**EXERCISE INPUTS**
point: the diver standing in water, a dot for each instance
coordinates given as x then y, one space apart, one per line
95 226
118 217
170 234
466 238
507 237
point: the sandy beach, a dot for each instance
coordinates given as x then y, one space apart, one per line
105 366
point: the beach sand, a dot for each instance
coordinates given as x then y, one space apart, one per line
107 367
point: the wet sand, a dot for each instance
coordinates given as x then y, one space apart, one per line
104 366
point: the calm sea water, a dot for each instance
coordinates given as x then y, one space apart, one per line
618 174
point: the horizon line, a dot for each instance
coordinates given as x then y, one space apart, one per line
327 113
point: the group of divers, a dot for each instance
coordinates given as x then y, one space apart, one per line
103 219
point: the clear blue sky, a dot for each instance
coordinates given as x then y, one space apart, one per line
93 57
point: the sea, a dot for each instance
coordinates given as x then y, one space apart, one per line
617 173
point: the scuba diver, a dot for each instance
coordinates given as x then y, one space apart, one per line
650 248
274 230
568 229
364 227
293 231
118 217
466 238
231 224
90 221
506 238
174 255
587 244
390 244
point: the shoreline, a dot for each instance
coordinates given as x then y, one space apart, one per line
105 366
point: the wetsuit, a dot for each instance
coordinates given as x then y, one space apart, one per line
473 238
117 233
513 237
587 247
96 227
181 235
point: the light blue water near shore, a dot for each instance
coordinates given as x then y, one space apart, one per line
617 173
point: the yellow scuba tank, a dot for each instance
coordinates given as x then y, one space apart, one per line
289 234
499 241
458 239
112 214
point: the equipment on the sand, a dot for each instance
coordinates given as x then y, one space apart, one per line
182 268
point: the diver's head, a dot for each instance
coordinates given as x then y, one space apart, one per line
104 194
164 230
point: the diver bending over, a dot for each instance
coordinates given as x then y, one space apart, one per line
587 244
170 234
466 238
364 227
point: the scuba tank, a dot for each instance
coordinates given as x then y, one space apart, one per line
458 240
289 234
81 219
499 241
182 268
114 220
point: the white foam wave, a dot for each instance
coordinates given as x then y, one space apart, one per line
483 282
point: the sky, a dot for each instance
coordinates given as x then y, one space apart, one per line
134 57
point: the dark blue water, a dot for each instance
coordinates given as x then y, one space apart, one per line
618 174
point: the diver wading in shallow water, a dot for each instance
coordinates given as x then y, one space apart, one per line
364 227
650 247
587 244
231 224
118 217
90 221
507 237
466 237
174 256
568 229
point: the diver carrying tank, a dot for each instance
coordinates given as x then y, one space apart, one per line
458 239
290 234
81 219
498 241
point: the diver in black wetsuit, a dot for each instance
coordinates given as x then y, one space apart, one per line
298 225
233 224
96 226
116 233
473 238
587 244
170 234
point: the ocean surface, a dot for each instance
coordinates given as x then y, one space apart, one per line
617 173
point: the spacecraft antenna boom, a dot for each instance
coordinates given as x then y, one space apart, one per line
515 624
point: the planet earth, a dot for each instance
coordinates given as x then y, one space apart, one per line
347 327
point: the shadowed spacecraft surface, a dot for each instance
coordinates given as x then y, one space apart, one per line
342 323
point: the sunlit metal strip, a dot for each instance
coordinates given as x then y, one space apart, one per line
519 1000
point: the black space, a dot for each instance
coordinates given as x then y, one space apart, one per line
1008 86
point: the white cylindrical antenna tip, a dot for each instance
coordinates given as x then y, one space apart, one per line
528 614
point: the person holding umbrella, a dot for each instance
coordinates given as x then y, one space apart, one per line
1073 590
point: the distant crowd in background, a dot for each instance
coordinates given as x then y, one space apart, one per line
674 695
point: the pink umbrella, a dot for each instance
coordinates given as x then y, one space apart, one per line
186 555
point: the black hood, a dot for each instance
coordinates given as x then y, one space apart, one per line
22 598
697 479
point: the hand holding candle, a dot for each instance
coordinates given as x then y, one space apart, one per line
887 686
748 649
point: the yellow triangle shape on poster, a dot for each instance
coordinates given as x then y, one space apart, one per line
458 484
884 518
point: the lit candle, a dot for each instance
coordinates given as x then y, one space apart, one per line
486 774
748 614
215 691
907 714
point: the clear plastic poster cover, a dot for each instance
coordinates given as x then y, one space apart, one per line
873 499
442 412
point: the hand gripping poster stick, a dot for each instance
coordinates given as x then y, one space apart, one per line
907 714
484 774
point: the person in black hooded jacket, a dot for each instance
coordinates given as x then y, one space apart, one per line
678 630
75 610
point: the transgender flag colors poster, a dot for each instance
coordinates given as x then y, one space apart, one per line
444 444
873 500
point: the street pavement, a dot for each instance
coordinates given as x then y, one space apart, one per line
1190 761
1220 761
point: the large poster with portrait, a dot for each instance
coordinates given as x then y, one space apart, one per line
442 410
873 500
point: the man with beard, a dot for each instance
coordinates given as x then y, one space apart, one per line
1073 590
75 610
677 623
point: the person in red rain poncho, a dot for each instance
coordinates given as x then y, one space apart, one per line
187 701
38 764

**SET EXERCISE**
Could you write out the rows again, from the line containing "point: the black hood, a" through the very last line, keeping every request line as it is but increasing each coordinate by 69?

**RESULT BELOW**
point: the black hood, a dot for each instance
coordinates given as x then y, one space apart, one per line
91 667
766 548
point: the hand holding candle, a dot for each instance
coordinates given as x then y, one space apart, one per line
956 755
817 718
point: the yellow triangle shape on poster, a dot for each instance
coordinates given as x then y, one space apart, one per line
527 553
953 587
point: the lit candle, a dot for each instance
coordinates given as x then y, one space apart, one per line
555 843
817 683
284 760
976 783
point: the clear plastic poster cover, a dot for each instance
coordinates given as x then y, one space apart, one per line
942 568
511 481
point: the hand gripping poster stick, a dot for each instance
coordinates given as x then y, one space apart, one per line
976 783
553 843
point: the person in black hooded jacket, a dot for each instance
coordinates given as x then y, one space apart, one per line
747 699
144 679
point: the transgender flag colors poster, a dot for each instance
coordinates given as x then y, one space apart, one per line
513 513
942 569
point: the street pavement, a dot for each instance
coordinates given as x then y, one space apart, one per line
1259 830
1289 830
point: the large poster with portrait, a dot for each instance
coordinates given as x then y, one space apart, one per line
511 479
942 569
point: the man with beard, a dot for each instance
coordinates given as x then y, one space apart, one per line
1142 659
144 679
746 692
point: the person in red rain poncho, a dot for each instance
coordinates given as x then y, one space apart, one per line
256 770
107 833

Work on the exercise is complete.